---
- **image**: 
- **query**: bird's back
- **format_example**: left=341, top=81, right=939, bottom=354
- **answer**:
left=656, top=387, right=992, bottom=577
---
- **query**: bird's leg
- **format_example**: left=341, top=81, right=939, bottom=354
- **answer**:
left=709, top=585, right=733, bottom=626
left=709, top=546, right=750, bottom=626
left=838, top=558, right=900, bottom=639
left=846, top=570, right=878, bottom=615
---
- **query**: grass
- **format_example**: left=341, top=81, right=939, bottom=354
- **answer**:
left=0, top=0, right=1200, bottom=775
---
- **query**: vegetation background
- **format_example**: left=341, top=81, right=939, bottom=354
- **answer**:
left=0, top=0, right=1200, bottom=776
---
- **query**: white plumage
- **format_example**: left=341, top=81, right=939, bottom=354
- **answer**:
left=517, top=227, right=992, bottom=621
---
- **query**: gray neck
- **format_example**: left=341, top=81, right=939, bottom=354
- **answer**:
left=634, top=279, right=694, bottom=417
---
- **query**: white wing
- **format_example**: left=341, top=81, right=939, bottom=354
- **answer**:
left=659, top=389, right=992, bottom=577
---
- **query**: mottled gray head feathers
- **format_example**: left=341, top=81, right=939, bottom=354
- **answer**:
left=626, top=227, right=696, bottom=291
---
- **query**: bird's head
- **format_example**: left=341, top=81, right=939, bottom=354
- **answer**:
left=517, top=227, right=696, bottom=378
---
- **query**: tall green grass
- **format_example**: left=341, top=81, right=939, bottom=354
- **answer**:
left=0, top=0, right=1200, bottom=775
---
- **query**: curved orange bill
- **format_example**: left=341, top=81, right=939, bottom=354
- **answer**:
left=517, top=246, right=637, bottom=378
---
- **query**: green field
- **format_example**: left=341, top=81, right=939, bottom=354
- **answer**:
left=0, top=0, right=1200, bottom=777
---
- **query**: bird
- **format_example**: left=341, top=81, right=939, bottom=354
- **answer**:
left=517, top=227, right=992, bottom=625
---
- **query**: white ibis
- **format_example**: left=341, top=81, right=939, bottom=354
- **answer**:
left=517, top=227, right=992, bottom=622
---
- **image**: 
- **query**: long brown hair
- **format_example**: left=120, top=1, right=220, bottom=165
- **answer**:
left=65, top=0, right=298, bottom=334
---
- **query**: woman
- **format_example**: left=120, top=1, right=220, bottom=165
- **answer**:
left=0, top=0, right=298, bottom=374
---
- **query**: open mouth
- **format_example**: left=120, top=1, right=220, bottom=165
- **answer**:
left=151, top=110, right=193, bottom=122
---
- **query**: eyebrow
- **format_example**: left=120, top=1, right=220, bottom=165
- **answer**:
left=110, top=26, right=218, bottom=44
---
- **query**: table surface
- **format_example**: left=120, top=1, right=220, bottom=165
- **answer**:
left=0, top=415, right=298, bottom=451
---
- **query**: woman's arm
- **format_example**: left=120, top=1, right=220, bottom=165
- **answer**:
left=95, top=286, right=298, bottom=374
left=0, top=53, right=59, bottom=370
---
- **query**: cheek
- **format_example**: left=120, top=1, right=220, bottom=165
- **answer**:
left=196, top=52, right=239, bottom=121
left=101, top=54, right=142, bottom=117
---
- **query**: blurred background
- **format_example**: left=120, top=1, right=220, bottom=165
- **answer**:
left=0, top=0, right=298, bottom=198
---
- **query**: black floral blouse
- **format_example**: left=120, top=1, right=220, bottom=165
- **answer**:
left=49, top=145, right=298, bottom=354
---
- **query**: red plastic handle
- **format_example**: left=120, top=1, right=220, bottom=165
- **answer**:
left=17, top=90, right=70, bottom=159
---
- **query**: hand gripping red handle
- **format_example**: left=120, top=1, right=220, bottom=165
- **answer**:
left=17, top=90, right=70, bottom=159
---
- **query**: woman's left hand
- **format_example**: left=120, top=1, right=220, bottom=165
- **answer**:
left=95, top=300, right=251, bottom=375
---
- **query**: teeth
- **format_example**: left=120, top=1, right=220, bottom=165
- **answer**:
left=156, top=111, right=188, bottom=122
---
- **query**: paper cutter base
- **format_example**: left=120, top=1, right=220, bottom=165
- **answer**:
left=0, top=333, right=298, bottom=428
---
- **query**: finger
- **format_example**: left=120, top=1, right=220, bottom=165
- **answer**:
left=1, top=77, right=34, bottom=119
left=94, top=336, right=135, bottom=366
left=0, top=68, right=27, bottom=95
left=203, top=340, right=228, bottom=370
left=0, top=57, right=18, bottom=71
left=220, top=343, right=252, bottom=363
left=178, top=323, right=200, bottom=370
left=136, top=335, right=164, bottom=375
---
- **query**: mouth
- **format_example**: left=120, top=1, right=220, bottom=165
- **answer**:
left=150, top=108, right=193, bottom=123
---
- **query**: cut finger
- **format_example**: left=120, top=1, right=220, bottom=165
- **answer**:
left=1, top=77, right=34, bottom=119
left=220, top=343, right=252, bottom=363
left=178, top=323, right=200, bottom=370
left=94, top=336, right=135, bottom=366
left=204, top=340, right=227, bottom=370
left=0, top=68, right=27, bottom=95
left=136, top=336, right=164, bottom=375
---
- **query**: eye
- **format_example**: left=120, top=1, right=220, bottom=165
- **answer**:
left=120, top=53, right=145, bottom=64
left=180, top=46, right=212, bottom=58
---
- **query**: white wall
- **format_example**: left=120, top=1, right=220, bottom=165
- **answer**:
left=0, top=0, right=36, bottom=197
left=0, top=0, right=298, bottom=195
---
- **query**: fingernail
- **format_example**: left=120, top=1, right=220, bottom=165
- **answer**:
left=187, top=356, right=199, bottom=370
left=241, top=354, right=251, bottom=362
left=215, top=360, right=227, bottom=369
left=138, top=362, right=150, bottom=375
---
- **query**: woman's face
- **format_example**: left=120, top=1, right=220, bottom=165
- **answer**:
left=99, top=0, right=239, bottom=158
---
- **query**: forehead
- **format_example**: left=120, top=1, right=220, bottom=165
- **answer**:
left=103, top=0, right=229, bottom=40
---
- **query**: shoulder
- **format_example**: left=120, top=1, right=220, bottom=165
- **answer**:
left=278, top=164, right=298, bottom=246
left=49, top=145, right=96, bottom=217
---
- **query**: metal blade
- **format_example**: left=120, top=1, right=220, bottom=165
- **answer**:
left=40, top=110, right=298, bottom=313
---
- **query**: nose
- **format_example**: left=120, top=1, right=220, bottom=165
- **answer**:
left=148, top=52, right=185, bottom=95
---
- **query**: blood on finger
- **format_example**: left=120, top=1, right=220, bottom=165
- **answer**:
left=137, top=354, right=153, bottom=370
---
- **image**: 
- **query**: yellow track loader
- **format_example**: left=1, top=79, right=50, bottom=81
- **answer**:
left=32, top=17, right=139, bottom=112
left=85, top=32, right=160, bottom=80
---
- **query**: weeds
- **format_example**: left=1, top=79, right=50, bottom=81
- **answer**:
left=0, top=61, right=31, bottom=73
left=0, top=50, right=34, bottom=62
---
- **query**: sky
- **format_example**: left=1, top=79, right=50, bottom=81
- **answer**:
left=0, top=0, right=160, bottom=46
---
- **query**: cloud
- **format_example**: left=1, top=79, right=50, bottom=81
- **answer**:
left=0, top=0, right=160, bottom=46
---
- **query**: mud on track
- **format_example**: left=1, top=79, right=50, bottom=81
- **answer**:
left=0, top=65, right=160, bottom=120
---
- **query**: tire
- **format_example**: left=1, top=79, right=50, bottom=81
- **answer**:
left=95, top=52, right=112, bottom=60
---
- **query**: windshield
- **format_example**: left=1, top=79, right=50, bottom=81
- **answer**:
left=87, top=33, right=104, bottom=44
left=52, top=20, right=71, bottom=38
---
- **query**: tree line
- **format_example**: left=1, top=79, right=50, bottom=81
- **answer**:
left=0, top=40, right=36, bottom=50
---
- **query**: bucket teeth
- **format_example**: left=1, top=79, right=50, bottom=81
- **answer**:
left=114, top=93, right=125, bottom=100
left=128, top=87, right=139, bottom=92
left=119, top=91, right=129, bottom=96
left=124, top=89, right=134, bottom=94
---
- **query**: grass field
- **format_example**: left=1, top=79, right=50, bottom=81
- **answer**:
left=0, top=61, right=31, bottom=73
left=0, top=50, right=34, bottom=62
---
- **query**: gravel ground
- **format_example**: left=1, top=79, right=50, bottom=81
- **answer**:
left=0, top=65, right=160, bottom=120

* WHAT THE EXERCISE ASKS:
Reproduce the lines above word for word, from the start of the listing up to and including the line with "left=656, top=387, right=992, bottom=577".

* EXERCISE ANSWER:
---
- **image**: 
- **query**: bird's back
- **format_example**: left=341, top=81, right=939, bottom=354
- **answer**:
left=656, top=387, right=992, bottom=577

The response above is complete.